[Begin Materials provided]

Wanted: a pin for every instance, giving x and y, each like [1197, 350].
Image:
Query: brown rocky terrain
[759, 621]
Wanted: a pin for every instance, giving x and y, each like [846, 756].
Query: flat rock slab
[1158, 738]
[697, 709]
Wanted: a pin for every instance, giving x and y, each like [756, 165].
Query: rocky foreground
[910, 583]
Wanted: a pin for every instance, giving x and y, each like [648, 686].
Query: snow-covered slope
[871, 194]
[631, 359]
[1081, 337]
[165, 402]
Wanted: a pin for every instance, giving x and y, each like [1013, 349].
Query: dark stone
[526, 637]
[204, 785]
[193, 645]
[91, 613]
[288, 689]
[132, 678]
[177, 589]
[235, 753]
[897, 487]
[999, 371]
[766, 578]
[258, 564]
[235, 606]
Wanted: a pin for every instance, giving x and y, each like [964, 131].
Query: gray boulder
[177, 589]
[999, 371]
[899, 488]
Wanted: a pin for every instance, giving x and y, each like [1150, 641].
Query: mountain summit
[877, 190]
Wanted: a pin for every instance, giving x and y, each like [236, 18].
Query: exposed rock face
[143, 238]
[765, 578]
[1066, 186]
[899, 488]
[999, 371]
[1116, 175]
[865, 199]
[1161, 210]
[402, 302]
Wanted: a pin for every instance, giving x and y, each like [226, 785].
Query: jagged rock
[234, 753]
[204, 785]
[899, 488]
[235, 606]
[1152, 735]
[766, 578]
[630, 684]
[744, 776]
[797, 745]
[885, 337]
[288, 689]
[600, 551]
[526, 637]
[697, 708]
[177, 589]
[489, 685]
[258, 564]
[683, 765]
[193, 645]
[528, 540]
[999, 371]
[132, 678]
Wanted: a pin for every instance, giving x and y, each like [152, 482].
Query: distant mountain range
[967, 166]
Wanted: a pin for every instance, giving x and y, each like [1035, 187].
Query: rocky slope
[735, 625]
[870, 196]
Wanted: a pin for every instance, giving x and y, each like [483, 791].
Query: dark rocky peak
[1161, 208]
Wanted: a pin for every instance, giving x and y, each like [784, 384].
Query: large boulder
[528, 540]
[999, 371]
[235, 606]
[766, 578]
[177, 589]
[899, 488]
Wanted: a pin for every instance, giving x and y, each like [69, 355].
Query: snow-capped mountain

[End Materials provided]

▶ _Task objective_: Copy the data word for word, from the line containing "like [784, 384]." through the end of the data.

▶ _Solution below_:
Wanted: a pin for every instance, giving x and y, each like [784, 384].
Query: large boulder
[528, 540]
[999, 371]
[235, 606]
[766, 578]
[177, 589]
[899, 488]
Wanted: a pin for every instance, giving x and y, each like [69, 355].
Query: snow-capped mountain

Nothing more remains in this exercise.